THE TASK =
Restate every line of the material, word for word.

[start MATERIAL PROVIDED]

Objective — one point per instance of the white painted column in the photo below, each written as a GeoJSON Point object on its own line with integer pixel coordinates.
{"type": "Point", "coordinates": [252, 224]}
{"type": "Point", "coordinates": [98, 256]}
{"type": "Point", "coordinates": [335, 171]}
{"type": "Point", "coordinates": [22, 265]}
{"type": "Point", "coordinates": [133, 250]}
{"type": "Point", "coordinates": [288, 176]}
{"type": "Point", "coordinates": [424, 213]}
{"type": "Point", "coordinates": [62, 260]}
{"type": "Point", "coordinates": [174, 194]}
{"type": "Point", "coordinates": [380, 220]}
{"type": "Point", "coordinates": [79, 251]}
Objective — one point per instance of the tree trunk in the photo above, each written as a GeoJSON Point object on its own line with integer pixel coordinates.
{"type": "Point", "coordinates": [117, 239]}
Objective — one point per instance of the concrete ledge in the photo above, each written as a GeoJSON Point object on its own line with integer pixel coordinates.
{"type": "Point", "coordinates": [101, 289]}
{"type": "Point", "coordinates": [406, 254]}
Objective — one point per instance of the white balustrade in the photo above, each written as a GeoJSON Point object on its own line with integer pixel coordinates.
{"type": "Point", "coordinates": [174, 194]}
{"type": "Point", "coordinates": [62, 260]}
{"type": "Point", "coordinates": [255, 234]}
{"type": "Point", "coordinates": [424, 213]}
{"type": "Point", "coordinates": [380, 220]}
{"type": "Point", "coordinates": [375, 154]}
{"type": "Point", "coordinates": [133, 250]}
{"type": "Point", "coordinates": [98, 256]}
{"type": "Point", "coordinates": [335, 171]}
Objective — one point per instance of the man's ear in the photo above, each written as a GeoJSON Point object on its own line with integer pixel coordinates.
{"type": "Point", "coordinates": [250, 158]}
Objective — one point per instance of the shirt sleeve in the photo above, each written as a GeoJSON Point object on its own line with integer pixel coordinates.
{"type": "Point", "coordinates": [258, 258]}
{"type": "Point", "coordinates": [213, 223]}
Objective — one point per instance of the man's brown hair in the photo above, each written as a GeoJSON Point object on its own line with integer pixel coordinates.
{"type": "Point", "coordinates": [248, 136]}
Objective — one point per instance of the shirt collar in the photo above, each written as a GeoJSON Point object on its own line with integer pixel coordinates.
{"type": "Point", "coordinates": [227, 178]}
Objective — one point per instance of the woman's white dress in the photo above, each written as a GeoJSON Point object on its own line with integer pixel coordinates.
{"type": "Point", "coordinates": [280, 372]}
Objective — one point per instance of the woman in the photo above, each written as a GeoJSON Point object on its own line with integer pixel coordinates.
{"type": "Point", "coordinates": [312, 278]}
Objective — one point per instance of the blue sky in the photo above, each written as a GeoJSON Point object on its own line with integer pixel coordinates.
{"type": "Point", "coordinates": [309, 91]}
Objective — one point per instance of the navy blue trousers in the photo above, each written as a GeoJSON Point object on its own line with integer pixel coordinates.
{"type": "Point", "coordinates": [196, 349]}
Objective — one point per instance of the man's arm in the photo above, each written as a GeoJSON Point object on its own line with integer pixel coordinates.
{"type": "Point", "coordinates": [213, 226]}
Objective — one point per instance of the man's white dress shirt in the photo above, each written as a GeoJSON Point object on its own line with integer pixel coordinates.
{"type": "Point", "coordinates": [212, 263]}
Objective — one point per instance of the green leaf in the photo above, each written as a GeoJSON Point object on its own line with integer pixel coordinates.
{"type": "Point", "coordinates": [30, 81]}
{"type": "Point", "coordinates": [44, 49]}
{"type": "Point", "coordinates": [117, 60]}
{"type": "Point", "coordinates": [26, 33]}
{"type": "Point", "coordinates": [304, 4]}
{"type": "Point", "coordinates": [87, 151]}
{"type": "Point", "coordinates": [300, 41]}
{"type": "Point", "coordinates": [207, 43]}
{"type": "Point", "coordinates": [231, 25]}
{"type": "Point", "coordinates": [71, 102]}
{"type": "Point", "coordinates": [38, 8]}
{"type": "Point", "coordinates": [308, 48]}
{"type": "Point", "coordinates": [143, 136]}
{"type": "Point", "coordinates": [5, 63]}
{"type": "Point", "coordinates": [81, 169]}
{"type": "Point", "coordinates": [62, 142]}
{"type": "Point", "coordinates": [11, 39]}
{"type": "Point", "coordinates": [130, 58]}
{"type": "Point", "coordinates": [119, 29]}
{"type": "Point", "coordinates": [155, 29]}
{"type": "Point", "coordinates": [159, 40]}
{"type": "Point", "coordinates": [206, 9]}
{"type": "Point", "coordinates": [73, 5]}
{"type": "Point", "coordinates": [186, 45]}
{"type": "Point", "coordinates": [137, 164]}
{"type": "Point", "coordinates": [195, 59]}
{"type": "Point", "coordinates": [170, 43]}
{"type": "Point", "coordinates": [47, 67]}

[end MATERIAL PROVIDED]

FINISHED ANSWER =
Objective — one point per instance of the white painted column in the photo below, each written as a GeoJSON Point object on its own line with integer pixel coordinates.
{"type": "Point", "coordinates": [252, 224]}
{"type": "Point", "coordinates": [98, 256]}
{"type": "Point", "coordinates": [335, 171]}
{"type": "Point", "coordinates": [22, 265]}
{"type": "Point", "coordinates": [133, 250]}
{"type": "Point", "coordinates": [288, 176]}
{"type": "Point", "coordinates": [424, 213]}
{"type": "Point", "coordinates": [62, 260]}
{"type": "Point", "coordinates": [174, 194]}
{"type": "Point", "coordinates": [380, 220]}
{"type": "Point", "coordinates": [79, 251]}
Objective — one point per instance of the tree trunk in the photo above, each written as a GeoJSON Point object on its own line with integer pixel coordinates.
{"type": "Point", "coordinates": [117, 239]}
Objective — one point per instance of the concrete ledge in the photo above, each written as a GeoJSON Point object on its own line with integer pixel coordinates.
{"type": "Point", "coordinates": [101, 289]}
{"type": "Point", "coordinates": [406, 254]}
Objective — one point per instance of the white balustrade in the photo above, each written as a GeoJSON Point object on its own line with integer pixel coordinates.
{"type": "Point", "coordinates": [174, 194]}
{"type": "Point", "coordinates": [62, 260]}
{"type": "Point", "coordinates": [255, 234]}
{"type": "Point", "coordinates": [424, 213]}
{"type": "Point", "coordinates": [380, 220]}
{"type": "Point", "coordinates": [375, 154]}
{"type": "Point", "coordinates": [133, 250]}
{"type": "Point", "coordinates": [98, 256]}
{"type": "Point", "coordinates": [335, 171]}
Objective — one point per instance of the man's ear in the photo above, each written as a GeoJSON Point object on its own line with integer pixel coordinates.
{"type": "Point", "coordinates": [250, 158]}
Objective — one point per instance of the shirt sleeve in the photo above, each written as a GeoJSON Point object on its own line with integer pixel coordinates.
{"type": "Point", "coordinates": [258, 258]}
{"type": "Point", "coordinates": [213, 223]}
Objective — one point per instance of the man's brown hair in the photo above, each written as a GeoJSON Point object on its own line with integer pixel coordinates.
{"type": "Point", "coordinates": [248, 136]}
Objective — one point per instance of the shirt collar in the photo above, each written as a GeoJSON Point object on its own line with integer pixel coordinates.
{"type": "Point", "coordinates": [227, 178]}
Objective — one point per instance of the woman's white dress in the photo above, each written as a GeoJSON Point object on its own line with integer pixel coordinates.
{"type": "Point", "coordinates": [280, 372]}
Objective — one point per instance of the woman in the photo above, each written as a GeoJSON Point object on its own line with integer pixel coordinates.
{"type": "Point", "coordinates": [312, 278]}
Objective — one point per instance of the blue sky in the photo above, each written as a GeoJSON Point object on its own line with integer pixel coordinates.
{"type": "Point", "coordinates": [309, 91]}
Objective — one point per instance of the navy blue trousers in the photo above, each written as a GeoJSON Point object on its own line with integer pixel coordinates.
{"type": "Point", "coordinates": [196, 349]}
Objective — one point per instance of the man's arm in the photo above, each written as a GeoJSON Point object on its own line with integer pixel coordinates.
{"type": "Point", "coordinates": [213, 226]}
Objective — one point per instance of the man's white dress shirt in the photo above, each written as a GeoJSON Point object on its own line with integer pixel coordinates.
{"type": "Point", "coordinates": [212, 263]}
Objective — one point per instance of the green leaf in the photo above, each written as a GeoJSON Point object on its own line with integer pixel coordinates.
{"type": "Point", "coordinates": [30, 81]}
{"type": "Point", "coordinates": [44, 49]}
{"type": "Point", "coordinates": [117, 60]}
{"type": "Point", "coordinates": [26, 33]}
{"type": "Point", "coordinates": [304, 4]}
{"type": "Point", "coordinates": [87, 151]}
{"type": "Point", "coordinates": [300, 41]}
{"type": "Point", "coordinates": [207, 43]}
{"type": "Point", "coordinates": [231, 25]}
{"type": "Point", "coordinates": [71, 102]}
{"type": "Point", "coordinates": [38, 8]}
{"type": "Point", "coordinates": [308, 48]}
{"type": "Point", "coordinates": [143, 136]}
{"type": "Point", "coordinates": [5, 63]}
{"type": "Point", "coordinates": [81, 169]}
{"type": "Point", "coordinates": [62, 142]}
{"type": "Point", "coordinates": [11, 39]}
{"type": "Point", "coordinates": [130, 58]}
{"type": "Point", "coordinates": [119, 29]}
{"type": "Point", "coordinates": [155, 29]}
{"type": "Point", "coordinates": [159, 40]}
{"type": "Point", "coordinates": [206, 9]}
{"type": "Point", "coordinates": [73, 5]}
{"type": "Point", "coordinates": [186, 45]}
{"type": "Point", "coordinates": [137, 164]}
{"type": "Point", "coordinates": [195, 59]}
{"type": "Point", "coordinates": [170, 43]}
{"type": "Point", "coordinates": [47, 67]}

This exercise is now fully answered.